Estratto del testo.
------------------------------------

19 giugno - MARIO SOLDATI, un "intellettuale regista", aperto alla cultura popolare e capace di vera allegria.

Autore: Silvio Restelli. Curatore: Mangiarotti don Gabriele.

Scrittore, regista e sceneggiatore italiano, Mario_Soldati (Torino, 17 novembre 1906 – Tellaro, 19 giugno 1999) è stato uno degli intellettuali italiani che ha maggiormente amato e comunicato la cultura popolare.
Ci ha lasciato opere memorabili in letteratura, nel cinema e nella televisione.


LO SCRITTORE
«Fra gli scrittori del novecento italiano, Soldati è l'unico che abbia amato esprimere, costantemente e sempre, LA GIOIA DI VIVERE. Non il piacere di vivere, ma la gioia; il piacere di vivere è quello del turista che visita i luoghi del mondo assaporandone le piacevolezze e le offerte ma trascurandone o rifuggendone gli aspetti vili, o malati, o crudeli; LA GIOIA DI VIVERE NON RIFUGGE NULLA E NESSUNO: CONTEMPLA L'UNIVERSO E LO ESPLORA IN OGNI SUA MISERIA E LO ASSOLVE.» (Natalia Ginzburg)

«L'ASSOLUTA LEGGEREZZA DELLA SCRITTURA DI SOLDATI SIGNIFICA FRATERNITÀ. Il suo rapporto col lettore non è autoritario, ma mitemente fraterno» (Pier Paolo Pasolini)

«Una delle grandi qualità di Soldati, come è noto, È LA CAPACITÀ DI FARCI APPARIRE DEGNA DI RACCONTO, E QUINDI INTERROGABILE DALL'INTELLIGENZA QUALUNQUE REALTÀ, GRANDE O PICCOLA INDIFFERENTEMENTE: la tragica immensità di Manhattan nell'età del proibizionismo non meno della vita di un pollaio al di là dello squallido cortiletto di un hotel della Valtellina» (Cesare Garboli)

«Qualcosa che somiglia alla felicità...e questo è, esattamente definito, il mio sentimento di lettore di Soldati da quando, per la prima volta su "Il Mondo" di Pannunzio, lessi un suo racconto.» (Leonardo Sciascia)

------------------------------------

Dati archiviati.
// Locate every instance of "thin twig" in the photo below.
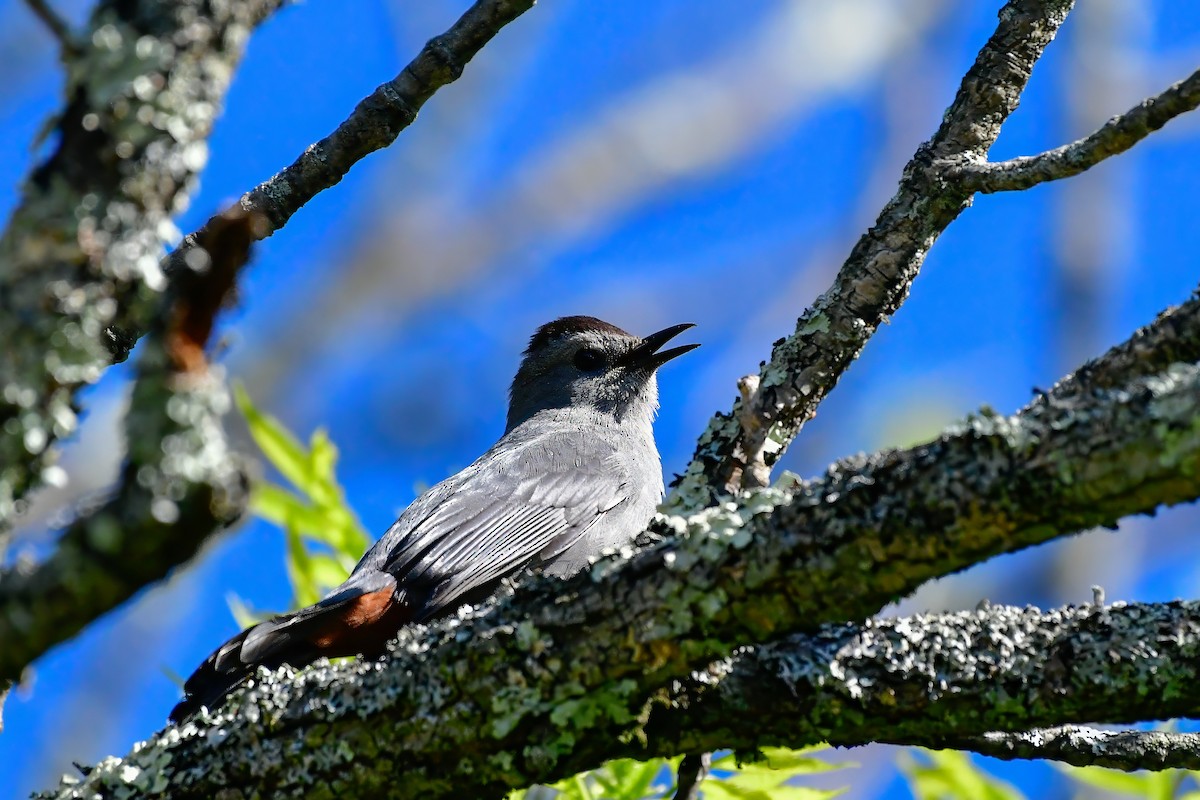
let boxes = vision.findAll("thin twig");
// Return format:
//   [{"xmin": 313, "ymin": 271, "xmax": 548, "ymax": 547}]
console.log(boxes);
[
  {"xmin": 934, "ymin": 70, "xmax": 1200, "ymax": 193},
  {"xmin": 667, "ymin": 0, "xmax": 1074, "ymax": 513},
  {"xmin": 673, "ymin": 753, "xmax": 713, "ymax": 800},
  {"xmin": 144, "ymin": 0, "xmax": 534, "ymax": 350},
  {"xmin": 25, "ymin": 0, "xmax": 80, "ymax": 62}
]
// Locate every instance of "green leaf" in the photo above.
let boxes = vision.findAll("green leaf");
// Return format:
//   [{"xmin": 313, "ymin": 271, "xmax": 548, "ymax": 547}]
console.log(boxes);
[
  {"xmin": 250, "ymin": 482, "xmax": 328, "ymax": 534},
  {"xmin": 901, "ymin": 750, "xmax": 1025, "ymax": 800},
  {"xmin": 226, "ymin": 591, "xmax": 274, "ymax": 630},
  {"xmin": 1062, "ymin": 766, "xmax": 1174, "ymax": 800},
  {"xmin": 233, "ymin": 384, "xmax": 311, "ymax": 491}
]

------------------------------------

Attività da svolgere.
A) In quale località è morto Mario Soldati secondo il testo su Mario Soldati?
B) Copia dal testo su Mario Soldati la parte che si apre con le parole contenenti "19 giugno - MARIO" e si chiude con "la cultura popolare.".
Le righe costituiscono materiale a sé, distinto dal testo su Mario Soldati.

Soluzioni dell'esercizio.
A) A Tellaro.

B)
19 giugno - MARIO SOLDATI, un "intellettuale regista", aperto alla cultura popolare e capace di vera allegria.

Autore: Silvio Restelli. Curatore: Mangiarotti don Gabriele.

Scrittore, regista e sceneggiatore italiano, Mario_Soldati (Torino, 17 novembre 1906 – Tellaro, 19 giugno 1999) è stato uno degli intellettuali italiani che ha maggiormente amato e comunicato la cultura popolare.